## Goal
Can you recast the material below as a Markdown table with the columns "Row" and "Line," numbering each line of the material in order and leaving out any blank lines?

===== Record extracts

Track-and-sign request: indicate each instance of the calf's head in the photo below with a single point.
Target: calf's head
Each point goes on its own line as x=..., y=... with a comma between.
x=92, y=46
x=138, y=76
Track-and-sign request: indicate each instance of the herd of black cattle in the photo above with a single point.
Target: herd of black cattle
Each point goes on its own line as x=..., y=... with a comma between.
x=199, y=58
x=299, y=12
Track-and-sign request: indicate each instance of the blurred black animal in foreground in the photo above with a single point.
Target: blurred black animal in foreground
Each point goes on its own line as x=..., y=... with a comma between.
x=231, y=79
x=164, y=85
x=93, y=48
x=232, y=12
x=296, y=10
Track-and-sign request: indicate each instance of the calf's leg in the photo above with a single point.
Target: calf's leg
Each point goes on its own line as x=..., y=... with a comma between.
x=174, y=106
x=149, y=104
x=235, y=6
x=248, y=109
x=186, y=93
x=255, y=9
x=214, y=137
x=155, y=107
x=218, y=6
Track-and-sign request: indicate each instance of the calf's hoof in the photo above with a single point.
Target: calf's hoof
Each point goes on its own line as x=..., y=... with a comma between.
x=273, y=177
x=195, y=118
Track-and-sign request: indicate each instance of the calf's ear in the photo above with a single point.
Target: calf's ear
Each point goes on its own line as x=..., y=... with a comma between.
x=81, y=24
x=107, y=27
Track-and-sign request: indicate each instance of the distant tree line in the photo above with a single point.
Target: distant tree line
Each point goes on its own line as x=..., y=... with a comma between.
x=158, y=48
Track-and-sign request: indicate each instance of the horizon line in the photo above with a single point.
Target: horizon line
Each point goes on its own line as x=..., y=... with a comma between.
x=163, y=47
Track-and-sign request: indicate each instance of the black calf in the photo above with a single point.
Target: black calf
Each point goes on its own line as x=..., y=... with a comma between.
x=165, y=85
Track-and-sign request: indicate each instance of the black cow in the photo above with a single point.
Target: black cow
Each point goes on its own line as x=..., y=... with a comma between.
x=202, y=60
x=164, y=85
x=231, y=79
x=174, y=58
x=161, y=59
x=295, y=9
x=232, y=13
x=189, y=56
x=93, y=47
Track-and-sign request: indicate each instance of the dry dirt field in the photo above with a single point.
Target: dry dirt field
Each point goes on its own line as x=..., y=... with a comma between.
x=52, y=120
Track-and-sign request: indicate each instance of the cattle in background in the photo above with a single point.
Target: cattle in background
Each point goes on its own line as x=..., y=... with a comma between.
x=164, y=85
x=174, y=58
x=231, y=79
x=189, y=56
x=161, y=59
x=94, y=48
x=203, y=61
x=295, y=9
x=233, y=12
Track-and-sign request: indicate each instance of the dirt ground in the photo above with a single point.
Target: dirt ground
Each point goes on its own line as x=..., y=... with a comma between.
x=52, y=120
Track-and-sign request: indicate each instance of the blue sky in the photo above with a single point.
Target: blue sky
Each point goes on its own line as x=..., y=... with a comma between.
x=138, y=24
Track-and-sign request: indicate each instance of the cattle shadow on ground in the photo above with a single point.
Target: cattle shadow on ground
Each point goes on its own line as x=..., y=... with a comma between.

==========

## Written response
| Row | Line |
|---|---|
| 1 | Track-and-sign request: indicate each instance of the calf's head in the photo below with a single point. |
| 2 | Target: calf's head |
| 3 | Each point goes on its own line as x=..., y=... with a comma between. |
| 4 | x=92, y=46 |
| 5 | x=138, y=76 |
| 6 | Track-and-sign request: indicate each instance of the herd of black cattle in the photo above with a single point. |
| 7 | Target: herd of black cattle |
| 8 | Each point goes on its own line as x=..., y=... with a comma between. |
| 9 | x=199, y=58 |
| 10 | x=299, y=12 |
| 11 | Track-and-sign request: indicate each instance of the blurred black animal in foreground in the photo above with a single point. |
| 12 | Target: blurred black animal in foreground |
| 13 | Each point goes on its own line as x=..., y=... with a comma between. |
| 14 | x=231, y=79 |
| 15 | x=164, y=85 |
| 16 | x=93, y=48 |
| 17 | x=232, y=12 |
| 18 | x=296, y=10 |
| 19 | Track-and-sign request: indicate each instance of the calf's leg in the photo above with a single point. |
| 20 | Target: calf's leg |
| 21 | Each point goes on its own line as x=..., y=... with a comma between. |
| 22 | x=174, y=106 |
| 23 | x=149, y=104 |
| 24 | x=235, y=6 |
| 25 | x=248, y=109 |
| 26 | x=186, y=93 |
| 27 | x=255, y=9 |
| 28 | x=214, y=137 |
| 29 | x=155, y=107 |
| 30 | x=218, y=6 |
| 31 | Track-and-sign request: indicate each instance of the calf's hoof in the photo above with a single point. |
| 32 | Target: calf's hoof |
| 33 | Each point goes on its own line as x=..., y=... with a comma between. |
| 34 | x=273, y=177 |
| 35 | x=195, y=118 |
| 36 | Track-and-sign request: indicate each instance of the calf's ear in the photo above with a single point. |
| 37 | Target: calf's ear |
| 38 | Each point goes on its own line as x=..., y=... with a comma between. |
| 39 | x=81, y=24 |
| 40 | x=107, y=27 |
| 41 | Track-and-sign request: indicate each instance of the distant tree line in the photo above with a single point. |
| 42 | Target: distant tree line |
| 43 | Each point goes on its own line as x=..., y=... with a comma between. |
| 44 | x=158, y=48 |
| 45 | Track-and-sign request: indicate each instance of the horizon line in the photo above with a single point. |
| 46 | Target: horizon line |
| 47 | Each point goes on its own line as x=..., y=... with a comma between. |
| 48 | x=163, y=47 |
| 49 | Track-and-sign request: indicate each instance of the black calf in the photo above with a single point. |
| 50 | Target: black calf |
| 51 | Each point goes on its own line as x=..., y=... with a comma between. |
| 52 | x=165, y=85 |
| 53 | Track-and-sign request: indicate each instance of the black cow in the photo above with a single point. |
| 54 | Target: black cow |
| 55 | Each point goes on its own line as x=..., y=... with a comma between. |
| 56 | x=202, y=60 |
| 57 | x=164, y=85 |
| 58 | x=231, y=79 |
| 59 | x=174, y=58 |
| 60 | x=161, y=59 |
| 61 | x=295, y=9 |
| 62 | x=232, y=13 |
| 63 | x=189, y=56 |
| 64 | x=93, y=47 |
| 65 | Track-and-sign request: indicate each instance of the dry dirt field in the photo above with a single point. |
| 66 | Target: dry dirt field |
| 67 | Each point goes on its own line as x=..., y=... with a comma between. |
| 68 | x=52, y=120 |
| 69 | Track-and-sign request: indicate each instance of the cattle in background in the photo above with a single point. |
| 70 | Target: cattle in background |
| 71 | Each point goes on its own line as x=..., y=... with a comma between. |
| 72 | x=164, y=85 |
| 73 | x=174, y=58 |
| 74 | x=231, y=79 |
| 75 | x=189, y=56 |
| 76 | x=161, y=59 |
| 77 | x=94, y=48 |
| 78 | x=203, y=61 |
| 79 | x=295, y=9 |
| 80 | x=233, y=12 |
| 81 | Track-and-sign request: indicate each instance of the dirt ground in the photo above with a single point. |
| 82 | Target: dirt ground |
| 83 | Each point goes on its own line as x=..., y=... with a comma between. |
| 84 | x=52, y=120 |
| 85 | Track-and-sign request: indicate each instance of the blue sky in the photo above with a single point. |
| 86 | Target: blue sky |
| 87 | Each point goes on its own line as x=..., y=... with a comma between. |
| 88 | x=138, y=24 |
| 89 | Track-and-sign request: indicate each instance of the cattle shadow on ground in the photo above with a single point. |
| 90 | Target: cattle shadow on ground |
| 91 | Each point goes on its own line as x=..., y=... with a comma between. |